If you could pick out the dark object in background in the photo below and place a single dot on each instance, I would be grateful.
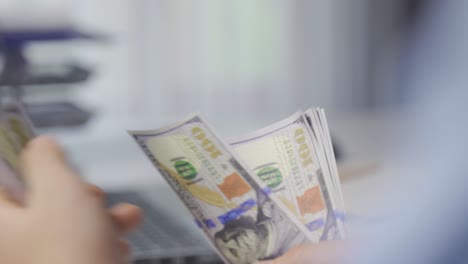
(57, 114)
(17, 73)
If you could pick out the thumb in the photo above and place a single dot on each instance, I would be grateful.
(45, 169)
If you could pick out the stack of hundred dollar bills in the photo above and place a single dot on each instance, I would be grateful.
(258, 195)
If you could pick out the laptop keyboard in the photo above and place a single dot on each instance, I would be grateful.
(160, 239)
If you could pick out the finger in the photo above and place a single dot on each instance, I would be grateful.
(45, 169)
(6, 201)
(95, 191)
(126, 217)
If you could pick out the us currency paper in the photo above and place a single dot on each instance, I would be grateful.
(15, 131)
(283, 157)
(318, 123)
(235, 211)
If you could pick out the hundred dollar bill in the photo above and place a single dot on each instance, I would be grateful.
(319, 126)
(15, 131)
(243, 223)
(284, 157)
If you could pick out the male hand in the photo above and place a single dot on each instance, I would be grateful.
(63, 220)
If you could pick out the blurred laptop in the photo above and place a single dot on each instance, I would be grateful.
(168, 233)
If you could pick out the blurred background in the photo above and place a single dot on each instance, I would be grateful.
(89, 70)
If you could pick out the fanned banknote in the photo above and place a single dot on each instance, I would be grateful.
(243, 222)
(15, 131)
(319, 126)
(284, 156)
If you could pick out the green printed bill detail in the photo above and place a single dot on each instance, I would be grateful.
(242, 222)
(283, 157)
(15, 132)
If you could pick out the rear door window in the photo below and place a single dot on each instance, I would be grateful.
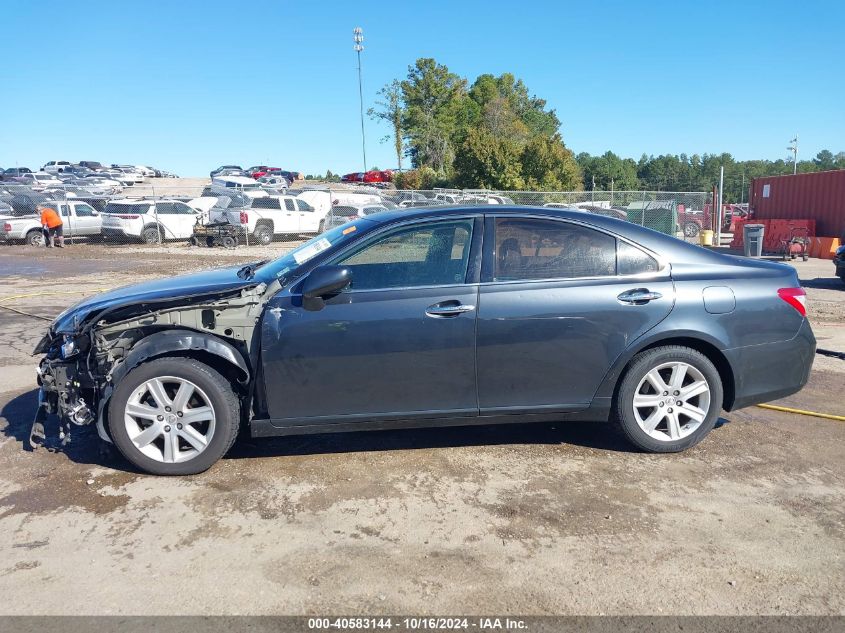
(429, 254)
(633, 261)
(536, 249)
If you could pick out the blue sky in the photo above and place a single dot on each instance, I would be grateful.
(188, 85)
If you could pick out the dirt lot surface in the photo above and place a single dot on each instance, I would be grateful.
(532, 519)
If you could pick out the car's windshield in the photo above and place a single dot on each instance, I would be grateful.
(333, 238)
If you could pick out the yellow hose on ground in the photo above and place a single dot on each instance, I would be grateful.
(826, 416)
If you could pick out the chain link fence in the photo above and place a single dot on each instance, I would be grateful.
(194, 211)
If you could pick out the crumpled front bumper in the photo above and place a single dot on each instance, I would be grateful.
(62, 390)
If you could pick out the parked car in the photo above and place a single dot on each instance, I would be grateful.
(273, 182)
(291, 176)
(39, 180)
(217, 171)
(342, 214)
(130, 172)
(75, 171)
(146, 172)
(272, 216)
(100, 185)
(148, 220)
(11, 173)
(256, 171)
(78, 218)
(55, 166)
(244, 184)
(408, 319)
(376, 175)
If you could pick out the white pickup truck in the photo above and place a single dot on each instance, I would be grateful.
(272, 216)
(78, 219)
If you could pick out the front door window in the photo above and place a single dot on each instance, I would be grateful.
(431, 254)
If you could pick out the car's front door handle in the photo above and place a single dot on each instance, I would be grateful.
(638, 296)
(447, 309)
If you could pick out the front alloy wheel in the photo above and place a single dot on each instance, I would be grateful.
(169, 419)
(173, 416)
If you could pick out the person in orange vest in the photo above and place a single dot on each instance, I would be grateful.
(51, 224)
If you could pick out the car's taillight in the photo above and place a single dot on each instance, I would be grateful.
(796, 297)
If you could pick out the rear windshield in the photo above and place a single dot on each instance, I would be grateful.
(135, 209)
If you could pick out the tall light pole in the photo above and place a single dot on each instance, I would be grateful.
(358, 37)
(794, 149)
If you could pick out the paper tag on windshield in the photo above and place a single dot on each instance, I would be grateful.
(303, 255)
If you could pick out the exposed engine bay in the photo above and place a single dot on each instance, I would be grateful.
(85, 360)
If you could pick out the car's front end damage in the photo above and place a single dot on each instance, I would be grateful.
(91, 345)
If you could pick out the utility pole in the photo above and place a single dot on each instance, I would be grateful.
(719, 216)
(794, 149)
(358, 37)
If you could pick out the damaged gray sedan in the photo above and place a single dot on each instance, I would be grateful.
(430, 317)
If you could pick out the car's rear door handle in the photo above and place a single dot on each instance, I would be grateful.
(447, 309)
(638, 296)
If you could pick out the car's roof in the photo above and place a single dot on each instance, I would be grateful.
(669, 247)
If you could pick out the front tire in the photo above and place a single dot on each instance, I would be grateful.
(669, 399)
(173, 416)
(151, 235)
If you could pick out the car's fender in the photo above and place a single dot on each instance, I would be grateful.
(180, 341)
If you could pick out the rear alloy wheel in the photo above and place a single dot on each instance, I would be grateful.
(173, 416)
(151, 235)
(263, 235)
(669, 399)
(35, 238)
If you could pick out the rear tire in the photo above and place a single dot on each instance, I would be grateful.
(155, 444)
(646, 405)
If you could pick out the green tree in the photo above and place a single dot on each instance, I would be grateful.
(390, 110)
(489, 162)
(608, 171)
(549, 166)
(433, 98)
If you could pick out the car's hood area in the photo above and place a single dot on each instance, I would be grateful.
(209, 283)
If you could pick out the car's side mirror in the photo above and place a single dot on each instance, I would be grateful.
(323, 282)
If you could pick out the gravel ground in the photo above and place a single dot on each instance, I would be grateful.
(530, 519)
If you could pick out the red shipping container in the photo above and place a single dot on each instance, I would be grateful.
(818, 196)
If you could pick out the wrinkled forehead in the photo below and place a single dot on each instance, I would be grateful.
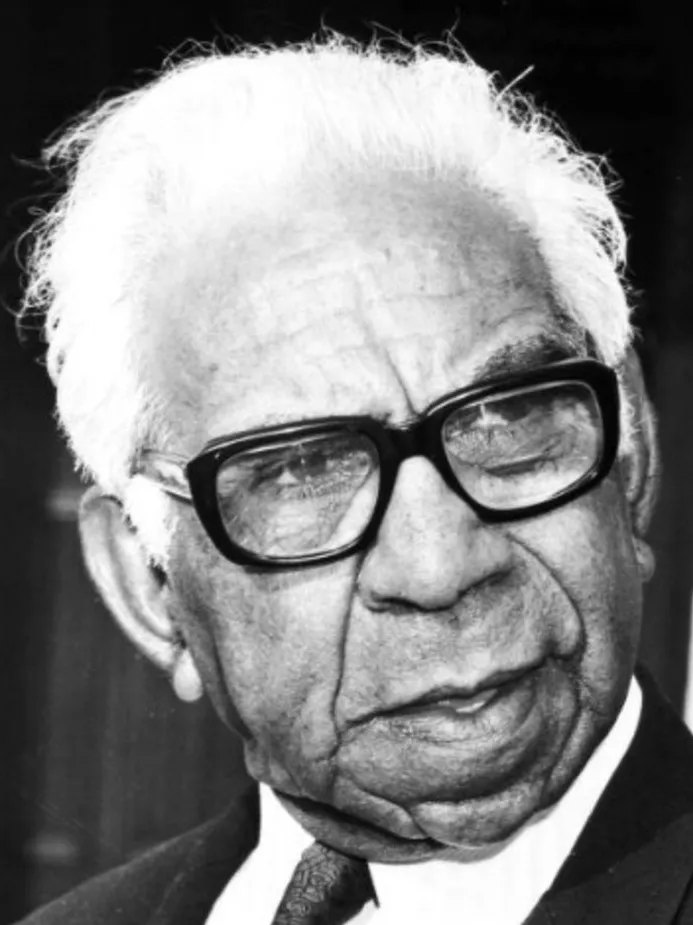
(367, 262)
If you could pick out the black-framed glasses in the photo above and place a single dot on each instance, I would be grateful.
(316, 491)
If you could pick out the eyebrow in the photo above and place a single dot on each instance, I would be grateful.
(530, 353)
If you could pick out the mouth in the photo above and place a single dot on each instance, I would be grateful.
(458, 701)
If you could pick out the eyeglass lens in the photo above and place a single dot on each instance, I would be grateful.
(317, 493)
(519, 449)
(300, 497)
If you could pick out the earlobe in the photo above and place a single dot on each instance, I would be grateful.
(131, 588)
(640, 464)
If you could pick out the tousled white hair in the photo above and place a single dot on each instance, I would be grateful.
(219, 135)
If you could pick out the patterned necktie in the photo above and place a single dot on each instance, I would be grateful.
(327, 888)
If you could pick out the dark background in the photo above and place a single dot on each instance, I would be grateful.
(98, 760)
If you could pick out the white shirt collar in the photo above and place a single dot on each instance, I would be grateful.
(497, 890)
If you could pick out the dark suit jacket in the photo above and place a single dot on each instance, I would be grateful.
(632, 865)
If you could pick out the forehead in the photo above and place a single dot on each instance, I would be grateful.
(375, 301)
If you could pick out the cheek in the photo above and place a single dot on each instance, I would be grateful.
(588, 548)
(269, 645)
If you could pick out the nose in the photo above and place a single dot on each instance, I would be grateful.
(431, 547)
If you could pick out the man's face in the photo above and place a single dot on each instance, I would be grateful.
(522, 635)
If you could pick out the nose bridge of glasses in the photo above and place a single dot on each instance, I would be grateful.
(420, 438)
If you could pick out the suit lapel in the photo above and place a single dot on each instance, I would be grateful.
(633, 862)
(212, 860)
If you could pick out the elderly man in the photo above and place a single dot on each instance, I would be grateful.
(340, 337)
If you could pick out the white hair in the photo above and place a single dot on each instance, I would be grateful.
(220, 135)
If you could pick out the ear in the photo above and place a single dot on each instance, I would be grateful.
(640, 464)
(133, 589)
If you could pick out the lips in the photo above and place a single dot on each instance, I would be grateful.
(456, 700)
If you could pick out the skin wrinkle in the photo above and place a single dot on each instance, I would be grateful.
(299, 654)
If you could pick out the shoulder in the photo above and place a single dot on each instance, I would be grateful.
(189, 869)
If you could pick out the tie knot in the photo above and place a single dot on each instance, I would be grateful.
(327, 888)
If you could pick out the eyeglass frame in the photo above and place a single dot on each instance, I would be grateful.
(394, 444)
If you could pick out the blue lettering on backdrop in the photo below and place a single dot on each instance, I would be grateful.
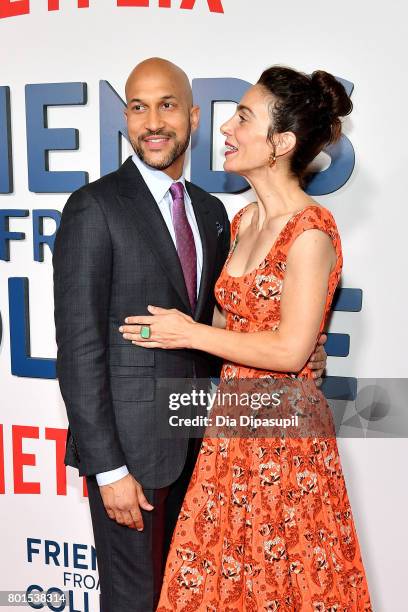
(39, 238)
(22, 363)
(5, 234)
(112, 127)
(6, 173)
(209, 91)
(41, 139)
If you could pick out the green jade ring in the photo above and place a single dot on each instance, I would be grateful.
(145, 332)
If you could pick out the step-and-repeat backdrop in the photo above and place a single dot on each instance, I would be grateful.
(64, 64)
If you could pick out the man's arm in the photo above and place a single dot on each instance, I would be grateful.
(82, 262)
(111, 476)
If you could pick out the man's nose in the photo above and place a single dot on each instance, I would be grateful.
(225, 129)
(154, 121)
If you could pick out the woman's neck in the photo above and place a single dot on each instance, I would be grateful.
(277, 194)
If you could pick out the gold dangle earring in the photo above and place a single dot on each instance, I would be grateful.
(272, 158)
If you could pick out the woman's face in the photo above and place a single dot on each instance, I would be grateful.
(248, 148)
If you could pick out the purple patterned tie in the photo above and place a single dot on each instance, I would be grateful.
(185, 242)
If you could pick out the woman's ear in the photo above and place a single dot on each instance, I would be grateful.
(285, 143)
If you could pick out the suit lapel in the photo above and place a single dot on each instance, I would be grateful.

#### TASK INSTRUCTIONS
Starting with the line containing "If you could pick out the gold" and going on through the end of the records, write those lines out again with "suit lapel" replaced by "jacket lapel" and everything else left unchanged.

#### RESULT OF THIS TASK
If you could pick out the gold dangle earring in the photo above and place a single dot on each instance, I would be grateful.
(272, 158)
If you could pick out the woman's face in the photo above and place a single dot on each instance, I would be grateful.
(248, 148)
If you could pick out the purple patterned tie in the photo above and place a single dot on each instance, I would be grateful.
(185, 242)
If you could pick out the woman's ear in the photo above and place a single dot on each instance, I would be grateful.
(285, 143)
If you could pick out the jacket lapel in the photo above and place a single dot on each instance, I would be grateful.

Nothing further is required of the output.